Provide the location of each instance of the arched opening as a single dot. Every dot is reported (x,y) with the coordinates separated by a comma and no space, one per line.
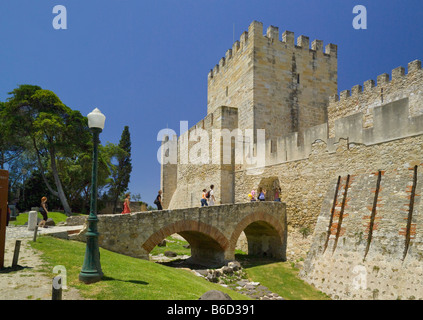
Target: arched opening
(206,242)
(266,236)
(263,240)
(204,249)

### WORK INSTRUCTIONS
Please turn the lines of the records above into a Markdown table with the columns "Row" and "Line," numbering each row and skipping blank lines. Leave the pictures out.

### EXERCISE RESULT
| Row | Line |
|---|---|
| 1 | Provide the location of each instance of the arched opening as a single dot. Every dot is reported (x,y) with the coordinates separated by a comma and no space, one per line. |
| 2 | Target: arched opening |
| 3 | (206,242) |
| 4 | (266,236) |
| 5 | (263,240) |
| 6 | (204,249) |